# [AIM OF THE EXERCISE]
Each line below should be quoted exactly, please.

========================================================================

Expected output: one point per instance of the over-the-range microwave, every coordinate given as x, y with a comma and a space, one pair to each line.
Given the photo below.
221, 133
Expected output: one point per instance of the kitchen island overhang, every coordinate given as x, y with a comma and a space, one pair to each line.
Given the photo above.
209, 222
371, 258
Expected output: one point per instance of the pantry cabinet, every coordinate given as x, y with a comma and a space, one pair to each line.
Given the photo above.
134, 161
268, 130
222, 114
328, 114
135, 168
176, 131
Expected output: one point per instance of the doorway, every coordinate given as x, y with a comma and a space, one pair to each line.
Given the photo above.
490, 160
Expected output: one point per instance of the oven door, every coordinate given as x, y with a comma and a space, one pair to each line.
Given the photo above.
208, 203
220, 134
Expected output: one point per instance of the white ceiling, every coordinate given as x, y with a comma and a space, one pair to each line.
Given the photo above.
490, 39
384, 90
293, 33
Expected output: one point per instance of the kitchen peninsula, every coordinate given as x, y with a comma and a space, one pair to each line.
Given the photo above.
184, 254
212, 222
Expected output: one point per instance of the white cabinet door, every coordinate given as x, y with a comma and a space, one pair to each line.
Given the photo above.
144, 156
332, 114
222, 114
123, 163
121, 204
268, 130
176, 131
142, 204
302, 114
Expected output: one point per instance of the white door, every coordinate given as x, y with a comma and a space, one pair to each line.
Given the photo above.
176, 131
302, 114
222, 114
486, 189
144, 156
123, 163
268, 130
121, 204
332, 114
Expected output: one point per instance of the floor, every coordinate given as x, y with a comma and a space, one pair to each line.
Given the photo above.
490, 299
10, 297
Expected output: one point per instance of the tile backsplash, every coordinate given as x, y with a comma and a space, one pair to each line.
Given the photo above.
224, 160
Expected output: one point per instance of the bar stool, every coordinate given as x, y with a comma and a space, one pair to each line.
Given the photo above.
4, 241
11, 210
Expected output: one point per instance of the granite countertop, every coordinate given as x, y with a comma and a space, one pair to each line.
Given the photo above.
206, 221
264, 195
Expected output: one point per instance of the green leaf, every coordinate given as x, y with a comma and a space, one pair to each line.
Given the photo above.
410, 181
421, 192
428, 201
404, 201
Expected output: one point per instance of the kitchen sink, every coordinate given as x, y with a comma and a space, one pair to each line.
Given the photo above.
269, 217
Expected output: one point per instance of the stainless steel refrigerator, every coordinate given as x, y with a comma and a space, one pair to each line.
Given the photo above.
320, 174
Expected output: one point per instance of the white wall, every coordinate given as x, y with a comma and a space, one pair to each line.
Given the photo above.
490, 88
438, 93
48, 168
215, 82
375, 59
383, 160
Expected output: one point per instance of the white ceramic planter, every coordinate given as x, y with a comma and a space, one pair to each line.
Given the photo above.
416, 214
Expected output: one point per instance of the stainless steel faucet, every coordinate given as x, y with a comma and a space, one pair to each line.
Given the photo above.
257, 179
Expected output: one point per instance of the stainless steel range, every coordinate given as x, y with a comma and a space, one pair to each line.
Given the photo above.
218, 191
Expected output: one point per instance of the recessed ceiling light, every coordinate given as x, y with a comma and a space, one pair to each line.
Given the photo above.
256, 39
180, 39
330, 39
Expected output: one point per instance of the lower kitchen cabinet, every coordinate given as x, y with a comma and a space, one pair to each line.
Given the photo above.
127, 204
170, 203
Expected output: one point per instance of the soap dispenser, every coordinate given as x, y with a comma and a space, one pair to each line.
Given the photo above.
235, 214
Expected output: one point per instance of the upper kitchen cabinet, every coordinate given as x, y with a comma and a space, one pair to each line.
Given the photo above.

========================================================================

# [SOLUTION]
Expected output: one point per instance of the over-the-range microwave, every coordinate given as x, y with a comma and a space, one pair to each line.
Given the photo below.
221, 133
Expected output: one point per instance of the kitchen island overhang, every coordinate given as x, y with a comma and a space, one pair to each line.
Given the photo above.
209, 222
371, 258
Expected output: one point per instance of the pantry cabinet, every coordinate given as x, y with a comma and a space, one pair to each line.
Given the photo above.
134, 161
268, 130
222, 114
328, 114
135, 168
176, 131
Expected output: one point per instance of the doorway, every coordinate given as x, y with a comma and a space, one pair to each line.
Given the photo above.
490, 160
Expected output: one point per instance of the oven door, every coordinate given as x, y with a comma and a space, one pair to each line.
Given the photo above.
208, 203
220, 134
Expected output: one point per instance of the white ceiling, every coordinate given as x, y with a comma and a space, one pair to each line.
Given the photo above.
490, 39
384, 90
293, 33
Expected output: one point per instance of the kitchen peninsula, every coordinate given as x, y with a comma and a space, one pair to each line.
Given the photo above.
184, 254
212, 222
Expected output: one point per instance of the white cabinet door, every coordinate given as x, y with a comma and a space, one pair to each line.
Given the photo above.
144, 156
332, 114
222, 114
123, 163
121, 204
268, 130
176, 131
142, 204
302, 114
Expected output: one point per instance of the white door, every coordinate given as x, y with a comma and a space, one pair to each line.
Given the photo above.
176, 131
302, 114
222, 114
486, 189
144, 156
123, 163
268, 130
121, 204
332, 114
Expected output: one point per instance of the floor, every coordinate given as x, y with a comma and a space, one pair to each line.
Given the photo above.
490, 299
10, 297
Expected output: one point per instance of the tile backsplash, every coordinate given as x, y with a comma and a space, one pair to each line.
Given the photo above.
224, 160
Expected output: one point per instance of the bar stool, every coordinate given as x, y with a comma and a space, one pair to each line.
Given the photo above.
4, 241
11, 210
Expected output: one point per instance of the granite countertop, every coordinate given as x, y with a comma and a space, one pair to each line.
Given the photo above.
206, 221
264, 195
Expected output: one point per instance of the green leaf, every coordinate given as x, y with a comma and a space, one pair to each line.
Given the photo above.
410, 181
421, 192
428, 201
404, 201
Expected output: one point per instance of the kitchen sink, every coordinate given as x, y with a comma and a space, one pair to each line.
Given the photo above.
269, 217
Expected output: one point per instance of the stainless steel refrigerator, every coordinate given as x, y with a comma and a space, one pair to each line.
Given the photo above.
320, 174
Expected output: one point per instance of the white wall, every coordinate given as x, y with a comma and a space, one pair to each line.
Given the photo above.
490, 88
438, 93
48, 168
215, 82
375, 59
383, 160
Expected output: one point per instance of the white ceramic planter, every coordinate given as x, y with a comma and a space, one pair to each line.
Given the photo above.
416, 214
Expected output: one point per instance of the stainless steel faucet, every coordinate given as x, y with a comma and a space, one pair to each line.
Given the photo above.
257, 179
Expected output: one point per instance of the stainless steel range, every coordinate given as x, y with a comma and a space, one pair to each line.
Given the photo above.
218, 191
Expected output: one point per instance of the recessed ceiling light, every coordinate given as x, y with a comma and a space, one pair to each line.
Given the photo above.
256, 39
180, 39
330, 39
Expected output: one point per instance of the lower kitchen cabinet, every coordinate given as x, y with a comma and a space, one pair to each line.
Given the photo above.
127, 204
170, 203
Expected output: one point per instance of the soap dispenser, every coordinate given as x, y with a comma and a space, one pair to each line.
Given the photo above.
235, 214
Expected output: one point per instance of the upper kitchen cabinet, every coordinate given as x, y with a comma and a space, one pair to each line.
Given the photo above.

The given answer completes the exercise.